Could you reproduce each of the records below verbatim, leaving out the pictures?
[start of EXTRACTED MATERIAL]
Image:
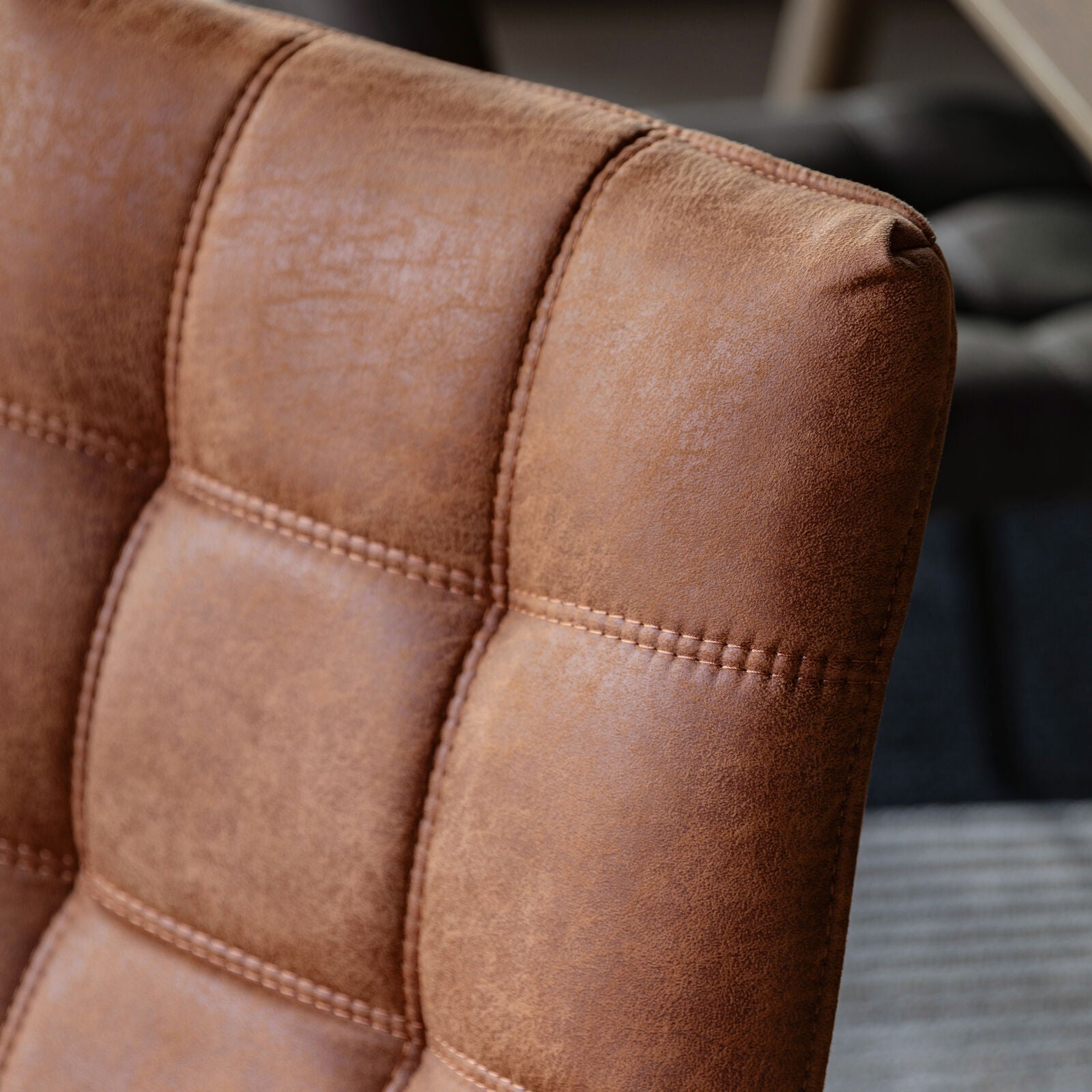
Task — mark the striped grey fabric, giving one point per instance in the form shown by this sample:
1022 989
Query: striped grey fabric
969 966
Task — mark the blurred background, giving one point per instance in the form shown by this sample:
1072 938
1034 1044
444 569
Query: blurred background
970 958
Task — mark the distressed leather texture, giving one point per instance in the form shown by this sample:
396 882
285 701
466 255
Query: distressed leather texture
455 535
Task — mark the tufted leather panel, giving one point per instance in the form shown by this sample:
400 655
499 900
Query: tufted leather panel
513 504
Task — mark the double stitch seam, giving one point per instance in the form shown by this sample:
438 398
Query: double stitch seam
236 961
657 637
43 863
801 676
470 1069
498 565
74 437
311 532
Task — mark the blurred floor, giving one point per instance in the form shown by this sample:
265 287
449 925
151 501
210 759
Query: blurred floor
969 966
644 54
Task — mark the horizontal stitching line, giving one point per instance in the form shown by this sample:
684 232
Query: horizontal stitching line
68 435
236 961
804 658
500 1084
820 680
311 532
43 863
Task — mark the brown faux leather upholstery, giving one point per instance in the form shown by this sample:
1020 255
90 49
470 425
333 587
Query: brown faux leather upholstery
511 504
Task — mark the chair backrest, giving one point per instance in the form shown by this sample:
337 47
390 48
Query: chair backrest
511 504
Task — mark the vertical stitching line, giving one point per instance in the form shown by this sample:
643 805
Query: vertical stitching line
934 456
184 269
96 653
32 977
227 143
498 566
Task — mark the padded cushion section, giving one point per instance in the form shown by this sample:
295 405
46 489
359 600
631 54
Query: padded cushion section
369 271
27 901
117 1008
579 756
743 504
1019 256
66 516
109 113
280 704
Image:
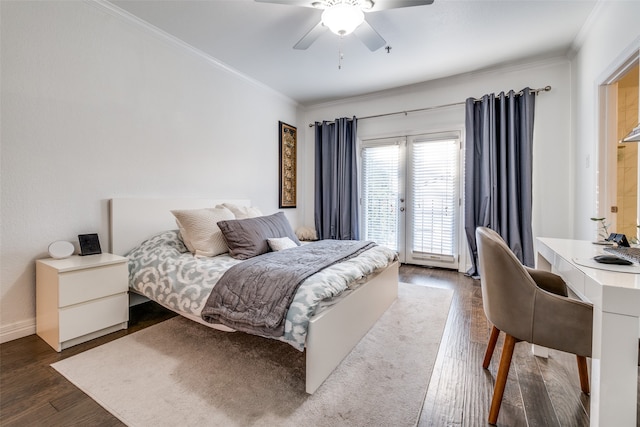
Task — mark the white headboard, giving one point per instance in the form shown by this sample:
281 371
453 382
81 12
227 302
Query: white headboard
134 220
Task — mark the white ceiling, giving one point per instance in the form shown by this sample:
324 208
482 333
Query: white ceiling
445 38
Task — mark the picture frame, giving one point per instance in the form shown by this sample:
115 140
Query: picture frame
89 244
288 143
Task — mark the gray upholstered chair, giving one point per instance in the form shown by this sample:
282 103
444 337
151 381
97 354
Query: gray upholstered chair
528 305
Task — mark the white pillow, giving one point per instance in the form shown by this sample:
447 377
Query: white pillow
306 233
242 212
280 243
200 231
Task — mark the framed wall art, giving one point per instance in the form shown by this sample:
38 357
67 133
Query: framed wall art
288 160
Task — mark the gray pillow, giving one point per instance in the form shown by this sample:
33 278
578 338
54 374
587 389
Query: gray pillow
247 238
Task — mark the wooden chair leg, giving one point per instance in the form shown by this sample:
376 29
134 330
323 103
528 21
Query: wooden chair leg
584 374
493 339
501 378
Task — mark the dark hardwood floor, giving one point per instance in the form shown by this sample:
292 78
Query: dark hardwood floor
539 392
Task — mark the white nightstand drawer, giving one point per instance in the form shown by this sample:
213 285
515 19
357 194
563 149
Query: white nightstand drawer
85 285
92 316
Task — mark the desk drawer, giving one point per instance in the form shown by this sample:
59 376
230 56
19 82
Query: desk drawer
92 316
85 285
571 274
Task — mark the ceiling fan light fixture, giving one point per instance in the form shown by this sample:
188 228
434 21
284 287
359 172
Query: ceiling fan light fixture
342 18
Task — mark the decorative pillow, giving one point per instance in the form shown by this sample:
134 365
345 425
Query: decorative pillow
247 238
200 232
242 212
280 243
306 233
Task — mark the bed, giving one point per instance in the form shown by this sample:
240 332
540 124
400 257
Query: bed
331 333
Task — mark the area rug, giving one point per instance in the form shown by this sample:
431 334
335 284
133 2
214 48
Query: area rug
179 372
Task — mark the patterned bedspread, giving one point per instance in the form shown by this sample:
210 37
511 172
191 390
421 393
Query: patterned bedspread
163 270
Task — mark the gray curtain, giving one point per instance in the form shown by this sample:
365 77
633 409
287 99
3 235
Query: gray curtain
498 171
336 180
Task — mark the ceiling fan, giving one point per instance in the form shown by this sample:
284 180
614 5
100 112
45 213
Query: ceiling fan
344 17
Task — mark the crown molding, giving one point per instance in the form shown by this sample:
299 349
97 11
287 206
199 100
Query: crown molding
162 35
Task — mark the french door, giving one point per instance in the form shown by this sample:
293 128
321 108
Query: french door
410 196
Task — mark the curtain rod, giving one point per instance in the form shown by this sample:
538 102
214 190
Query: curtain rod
536 91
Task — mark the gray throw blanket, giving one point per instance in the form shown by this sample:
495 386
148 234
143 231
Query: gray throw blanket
[end of EXTRACTED MATERIAL]
▶ SOLUTION:
Image:
Task — mark the striped grey fabric, giving one point per instance in the form shown by this sample:
1022 989
Query: striped grey fabric
969 966
Task — mark the blurred background, giving one point per instance in the form shown by this sample:
1072 938
1034 1044
444 569
Query: blurred background
970 958
Task — mark the distressed leather texture, giving one point per instance in the form shown by this sample:
396 882
285 701
466 255
Query: distressed leather texture
455 535
Task — mark the tufted leather panel, giving one point per instance in the form shown by this sample:
400 655
499 900
Query: tufted leather panel
513 504
Task — mark the double stitch seam, giving one point per instance in the form shown by this sample:
438 398
Query: double stitch seam
236 961
657 637
43 863
801 676
470 1069
498 565
74 437
311 532
Task — mark the blurred floor, giving one point per instance in the form shown by this sample:
265 287
449 925
151 501
210 759
Query: blurred floor
969 966
644 54
Task — mark the horizontal stitching line, giving one point per instance in the form shown by this sample:
684 232
Query: horizontal stitching line
68 435
236 961
804 658
500 1084
820 680
311 532
43 863
Task — mark the brown faux leather upholstery, giving one point per instance in the form shown by this sample:
1020 255
90 49
470 425
333 587
Query: brown faux leather upholstery
511 504
Task — mark the chair backrest, giving one point per instance in the form shown by this sample:
337 47
390 48
Query: chair backrest
511 504
Task — mark the vertical stitching line, giving one point per instance in the form shown by this sample:
643 805
Query: vertical stitching line
934 456
184 269
96 653
32 977
227 143
498 566
Task — mark the padded cushion section, giving one point per instance in the form shown by this sample:
295 405
46 489
359 600
631 54
Query: padded cushion section
369 271
27 901
117 1008
579 756
743 504
1019 256
66 516
109 113
280 704
Image:
Task — mark the white headboard, giving one point per instance in the form shown by this sample:
281 371
453 382
81 12
227 302
Query: white headboard
134 220
Task — mark the white ceiling, giving one point per instance in the form shown by this sample:
324 208
482 333
Query: white ceiling
445 38
Task — mark the picture frame, giving one point per instance in the form shown by this sample:
115 140
Query: picture frame
89 244
288 143
Task — mark the gray upholstered chair, giving one point per instance in the form shown by this sample:
282 103
444 337
151 381
97 354
Query: gray upholstered chair
528 305
Task — mark the white pillow, giving one point per instance in the form shown by this sample:
447 377
Query: white pillow
306 233
242 212
280 243
200 231
Task — mark the framed wall art, giving one point per instance in the form shown by this sample:
38 357
67 133
Query: framed wall art
288 160
Task — mark the gray pillow, giving one point per instance in the form shown by this sample:
33 278
578 338
54 374
587 389
Query: gray pillow
247 238
Task — mark the wooden chair leg, giving one point per instance in the form shown by this sample:
376 29
134 330
323 103
528 21
Query: wooden chair leg
584 374
493 339
501 378
Task — mark the dark hardwood floor, giving one point per instance in the form shown by this sample:
292 78
Query: dark hardwood floor
539 392
Task — mark the white nightstand drawer, giving one point per instance in the form shown by this sample:
213 285
515 19
357 194
563 149
Query: white nightstand drawer
85 285
92 316
Task — mark the desk drawer, giving one point per instance in the form shown by this sample:
59 376
230 56
19 82
Query: desk drawer
92 316
85 285
571 274
Task — mark the ceiling fan light fixture, giving one point per instance in the form shown by this sample:
188 228
434 21
284 287
359 172
Query: ceiling fan light fixture
342 18
Task — mark the decorative pillow, giving one point per instance in the form shown by this sample:
134 365
345 425
Query: decorative pillow
247 238
200 232
242 212
280 243
306 233
Task — mark the bed, giving one point per instance in the form shown by this sample:
240 332
540 124
400 257
Query: bed
331 333
Task — mark the area rug, giving one point per instance in the form shown by this sample:
431 334
335 284
133 2
214 48
Query: area rug
179 372
Task — mark the patterned bedspread, giving one point per instance in the form shown by this sample:
210 37
511 172
191 390
421 393
Query: patterned bedspread
163 270
Task — mark the gray curtain, giving one point per instance in the form shown by this sample:
365 77
633 409
287 99
3 235
Query: gray curtain
498 171
336 180
Task — mark the ceiling fan, giving one point per instance in the form shown by this sample:
284 180
614 5
100 112
45 213
Query: ceiling fan
344 17
Task — mark the crown molding, giving one point per instance in the form shown by this sample:
299 349
97 11
287 206
199 100
Query: crown molding
162 35
Task — mark the french door, giving one point per instance in the form shown by this sample:
293 128
321 108
Query: french door
410 196
Task — mark the curtain rod, giving one point per instance in the form shown by this sample:
538 102
214 190
Query: curtain rod
536 91
Task — mark the gray throw blanket, giving one point per instance in the form shown by this sample:
495 386
148 234
143 231
Query: gray throw blanket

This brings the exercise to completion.